Document excerpt
+++
JSON key Env key(s) Type Default Constraints Summary
chat.local_models.auto_detect bool true
chat.local_models.default_chat_model str "qwen3:8b"
chat.local_models.default_embedding_model str "nomic-embed-text"
chat.local_models.default_vision_model str "qwen3-vl:8b"
chat.local_models.fallback_to_cloud bool true
chat.local_models.gpu_memory_limit_gb float 0 ≥ 0
chat.local_models.health_check_interval int 30 ≥ 10, ≤ 300
chat.local_models.providers list[LocalProviderEntry] "[LocalProviderEntry(name='Ollama', provider_type='ollama', base_url='http://127.0.0.1:11434', enabled=True, priority=0), LocalProviderEntry(name='llama.cpp', provider_type='llamacpp', base_url='http://127.0.0.1:8080', enabled=True, priority=1)]"

multimodal

JSON key Env key(s) Type Default Constraints Summary
chat.multimodal.image_detail str "auto" pattern=^(auto|low|high)$ OpenAI vision detail level.
chat.multimodal.max_image_size_mb int 20 ≥ 1, ≤ 50
chat.multimodal.max_images_per_message int 5 ≥ 1, ≤ 10
chat.multimodal.supported_formats list[str] ["png", "jpg", "jpeg", "gif", "webp"]
chat.multimodal.vision_enabled bool true
chat.multimodal.vision_model_override str "" Force model for vision. Empty=use chat model if it supports vision.

openrouter

JSON key Env key(s) Type Default Constraints Summary
chat.openrouter.api_key str ""
chat.openrouter.base_url str "https://openrouter.ai/api/v1"
chat.openrouter.default_model str "anthropic/claude-sonnet-4"
chat.openrouter.enabled bool false
chat.openrouter.fallback_models list[str] ["openai/gpt-4o", "google/gemini-2.0-flash"]
chat.openrouter.site_name str "TriBridRAG"

recall

JSON key Env key(s) Type Default Constraints Summary
chat.recall.auto_index bool true
chat.recall.chunk_max_tokens int 256 ≥ 64, ≤ 1024 Chat chunks should be smaller than code chunks.
chat.recall.chunking_strategy str "sentence" pattern=^(sentence|paragraph|turn|fixed)$ 'turn'=one chunk per message, 'sentence'=split by sentence.
chat.recall.default_corpus_id str "recall_default" Auto-created at first launch. Users never touch this.
chat.recall.embedding_model str "" Override embedding model. Empty=use global config.
chat.recall.enabled bool true Enable Recall. ON by default.
chat.recall.graph_enabled bool false Enable Recall graph indexing + retrieval (experimental).
chat.recall.index_delay_seconds int 5 ≥ 1, ≤ 60
chat.recall.max_history_tokens int 4096 ≥ 512, ≤ 32768
chat.recall.vector_backend str "pgvector" pattern=^(pgvector|neo4j)$ pgvector recommended (already running).

recall_gate

JSON key Env key(s) Type Default Constraints Summary
chat.recall_gate.deep_on_explicit_reference bool true Trigger deep when message explicitly references past conversation.
chat.recall_gate.deep_recency_weight float 0.5 ≥ 0.0, ≤ 1.0 recency_weight for deep (higher when user explicitly asks about the past).
+++
Given information
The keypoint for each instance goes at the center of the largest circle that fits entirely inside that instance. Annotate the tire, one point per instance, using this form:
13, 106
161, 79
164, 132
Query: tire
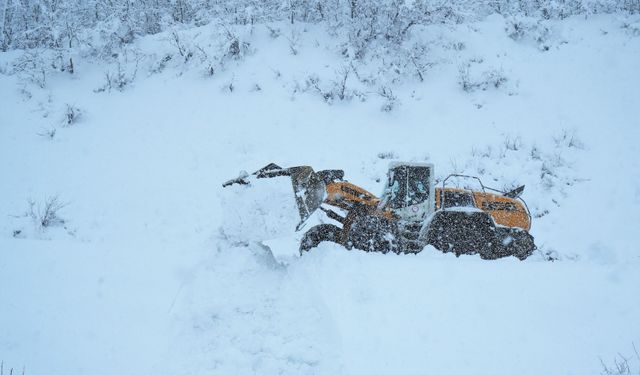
+++
Exercise directions
Output the part of the configuration table starting with "chat.openrouter.enabled bool false" and going on through "Empty=use global config.", copied word for word.

Answer to the problem
chat.openrouter.enabled bool false
chat.openrouter.fallback_models list[str] ["openai/gpt-4o", "google/gemini-2.0-flash"]
chat.openrouter.site_name str "TriBridRAG"

recall

JSON key Env key(s) Type Default Constraints Summary
chat.recall.auto_index bool true
chat.recall.chunk_max_tokens int 256 ≥ 64, ≤ 1024 Chat chunks should be smaller than code chunks.
chat.recall.chunking_strategy str "sentence" pattern=^(sentence|paragraph|turn|fixed)$ 'turn'=one chunk per message, 'sentence'=split by sentence.
chat.recall.default_corpus_id str "recall_default" Auto-created at first launch. Users never touch this.
chat.recall.embedding_model str "" Override embedding model. Empty=use global config.